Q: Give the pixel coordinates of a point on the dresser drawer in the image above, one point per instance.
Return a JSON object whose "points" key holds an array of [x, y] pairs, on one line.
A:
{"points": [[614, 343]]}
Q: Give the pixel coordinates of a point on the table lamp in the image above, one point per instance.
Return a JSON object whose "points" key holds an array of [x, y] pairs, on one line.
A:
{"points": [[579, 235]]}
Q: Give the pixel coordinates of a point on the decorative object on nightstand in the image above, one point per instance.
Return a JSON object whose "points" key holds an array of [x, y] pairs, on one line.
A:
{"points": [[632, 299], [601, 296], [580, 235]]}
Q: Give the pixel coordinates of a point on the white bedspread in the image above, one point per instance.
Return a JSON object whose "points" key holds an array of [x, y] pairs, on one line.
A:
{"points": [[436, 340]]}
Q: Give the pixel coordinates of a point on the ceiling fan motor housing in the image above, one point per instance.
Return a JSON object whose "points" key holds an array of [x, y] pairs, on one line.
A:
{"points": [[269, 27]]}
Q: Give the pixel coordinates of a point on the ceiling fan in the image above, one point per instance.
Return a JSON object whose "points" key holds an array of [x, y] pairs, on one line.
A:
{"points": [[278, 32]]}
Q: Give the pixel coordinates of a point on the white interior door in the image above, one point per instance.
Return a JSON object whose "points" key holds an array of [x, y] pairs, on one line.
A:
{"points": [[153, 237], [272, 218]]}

___

_GOAL:_ Rewrite the lines above, substituting "overhead fan" for each occurrence of "ceiling fan" and leaving every other word unchanged.

_FINAL RESULT:_
Q: Give the pixel coordinates of a point on the dresser drawer in the image above, one point per instance.
Return a JSON object whose "points" key holds an array of [x, y] pairs, on one line.
A:
{"points": [[614, 343]]}
Q: Give the pixel coordinates of a point on the table lamp in the image above, one point per instance.
Return a JSON object whose "points" key holds an array of [x, y] pairs, on one line.
A:
{"points": [[579, 235]]}
Q: Give the pixel coordinates of a point on the decorative object on nightstand in the image above, one point per instance.
Return a JSON object whose "points" key holds an array of [x, y] pairs, on one line.
A:
{"points": [[632, 299], [601, 296], [580, 235]]}
Q: Give the pixel coordinates of a point on the white bedspread in the image above, one point per instance.
Return a JSON object whose "points" key holds an array of [x, y] pairs, on one line.
A:
{"points": [[436, 340]]}
Q: Give the pixel coordinates of a point on the overhead fan motor housing in the image above, one point per instance.
Return a JSON object whose "points" key holds an array of [x, y] pairs, on one line.
A:
{"points": [[269, 27]]}
Q: Give the pixel coordinates of a point on the overhead fan in the image above, one point per instance.
Return a JSON object whose "points" key holds an array of [x, y] pairs, on one line.
A:
{"points": [[278, 32]]}
Q: Give the pixel coordinates of a point on the white interior door in the image above, one point per instance.
Return a JSON object whose "points" key holds an array of [x, y] pairs, on one line.
A:
{"points": [[153, 237], [272, 218]]}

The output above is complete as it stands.